Task requirements
Every line of the records below should be restated exactly.

☆ ☆ ☆

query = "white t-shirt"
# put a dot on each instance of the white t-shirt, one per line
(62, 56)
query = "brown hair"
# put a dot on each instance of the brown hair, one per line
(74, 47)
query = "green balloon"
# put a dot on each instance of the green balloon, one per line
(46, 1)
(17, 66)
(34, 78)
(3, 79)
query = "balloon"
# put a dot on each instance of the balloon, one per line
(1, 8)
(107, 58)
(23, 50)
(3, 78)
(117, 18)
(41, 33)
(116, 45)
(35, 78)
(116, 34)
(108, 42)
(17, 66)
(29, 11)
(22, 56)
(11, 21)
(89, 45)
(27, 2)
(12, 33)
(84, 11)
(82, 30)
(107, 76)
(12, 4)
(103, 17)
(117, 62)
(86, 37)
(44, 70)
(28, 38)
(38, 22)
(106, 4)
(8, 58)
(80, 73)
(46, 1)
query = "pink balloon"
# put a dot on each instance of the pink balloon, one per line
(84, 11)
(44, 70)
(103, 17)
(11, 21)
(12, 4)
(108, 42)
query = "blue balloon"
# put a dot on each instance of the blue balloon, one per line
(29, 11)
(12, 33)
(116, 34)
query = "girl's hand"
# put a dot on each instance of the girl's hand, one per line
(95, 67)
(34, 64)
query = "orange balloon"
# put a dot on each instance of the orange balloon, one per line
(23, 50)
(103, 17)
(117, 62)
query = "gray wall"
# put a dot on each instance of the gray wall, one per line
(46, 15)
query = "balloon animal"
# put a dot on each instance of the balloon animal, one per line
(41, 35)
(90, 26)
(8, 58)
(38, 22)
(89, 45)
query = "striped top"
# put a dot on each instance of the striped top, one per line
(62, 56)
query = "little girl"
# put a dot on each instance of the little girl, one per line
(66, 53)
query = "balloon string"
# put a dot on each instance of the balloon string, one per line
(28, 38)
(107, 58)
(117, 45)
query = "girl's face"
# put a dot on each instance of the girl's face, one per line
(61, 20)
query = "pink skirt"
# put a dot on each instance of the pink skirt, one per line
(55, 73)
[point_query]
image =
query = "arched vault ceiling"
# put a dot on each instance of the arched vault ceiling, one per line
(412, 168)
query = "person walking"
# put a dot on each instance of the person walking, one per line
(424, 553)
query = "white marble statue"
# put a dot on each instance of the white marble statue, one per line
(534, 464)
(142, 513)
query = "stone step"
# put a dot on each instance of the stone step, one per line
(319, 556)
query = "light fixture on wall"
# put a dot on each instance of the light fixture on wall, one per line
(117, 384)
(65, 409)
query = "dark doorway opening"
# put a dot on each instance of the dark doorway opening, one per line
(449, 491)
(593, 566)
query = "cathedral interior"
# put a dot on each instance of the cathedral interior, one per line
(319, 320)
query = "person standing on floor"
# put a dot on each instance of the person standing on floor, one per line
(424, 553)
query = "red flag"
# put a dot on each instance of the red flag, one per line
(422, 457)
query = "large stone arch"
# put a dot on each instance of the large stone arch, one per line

☆ ☆ ☆

Written solution
query = "white t-shirt"
# put a dot on each instance of the white t-shirt, one per line
(62, 56)
query = "brown hair"
# put a dot on each instance of the brown hair, one per line
(74, 47)
query = "green balloon"
# put a dot on each instance of the green balloon, one per line
(46, 1)
(17, 66)
(34, 78)
(3, 79)
query = "balloon"
# put a dot on each instance of the balloon, one per line
(1, 8)
(107, 58)
(23, 50)
(3, 78)
(117, 18)
(41, 33)
(116, 45)
(35, 78)
(116, 34)
(108, 42)
(17, 66)
(29, 11)
(22, 56)
(11, 21)
(89, 45)
(27, 2)
(12, 33)
(84, 11)
(82, 30)
(107, 76)
(12, 4)
(103, 17)
(117, 62)
(86, 37)
(44, 70)
(28, 38)
(38, 22)
(106, 4)
(8, 58)
(80, 73)
(46, 1)
query = "pink balloon"
# put a dot on each instance of the pink balloon, one per line
(84, 11)
(44, 70)
(103, 17)
(11, 21)
(12, 4)
(108, 42)
query = "blue balloon"
# put a dot on each instance of the blue balloon, one per line
(29, 11)
(12, 33)
(116, 34)
query = "girl's hand"
# put a dot on each instance of the girl's hand, one per line
(95, 67)
(34, 64)
query = "orange balloon"
# put a dot on each instance of the orange balloon, one per line
(23, 50)
(103, 17)
(117, 62)
query = "gray wall"
# put a dot on each instance of the gray wall, one per line
(46, 15)
query = "balloon animal"
# put a dot on each instance of the balloon animal, one per line
(41, 35)
(90, 26)
(8, 58)
(38, 22)
(89, 45)
query = "striped top"
# put a dot on each instance of the striped top, one per line
(62, 56)
query = "little girl"
# put a dot on each instance of the little girl, one per line
(66, 53)
query = "balloon string"
# put a dot on each instance of the balloon string, one per line
(28, 38)
(107, 58)
(117, 45)
query = "girl's face"
# put a dot on each instance of the girl's face, one per line
(61, 20)
query = "pink skirt"
# put a dot on each instance of the pink skirt, one per line
(55, 73)
[point_query]
image =
query = "arched vault ceiling"
# put a dot on each instance of the arched vault ceiling, one per line
(412, 168)
query = "person walking"
# put a dot on each instance of the person walking, one per line
(424, 553)
query = "white marble statue"
# put a dot on each instance of the white marble statue, one per line
(534, 464)
(142, 513)
query = "stone step"
# put a dot on each instance of the stone step, one per line
(319, 556)
query = "light fixture on wall"
# put a dot on each instance of the light fixture on wall, one per line
(117, 384)
(65, 409)
query = "dark doorway opening"
# put a dot on each instance of the dark doorway opening, one per line
(449, 491)
(593, 566)
query = "cathedral interior"
# put a dot on each instance of the cathedral interior, one per line
(319, 320)
query = "person standing on floor"
# put a dot on each instance of the person standing on floor, one per line
(424, 553)
query = "red flag"
# put a dot on each instance of the red flag, one per line
(422, 457)
query = "large stone arch"
# put a dot on each instance of the large stone arch, one per line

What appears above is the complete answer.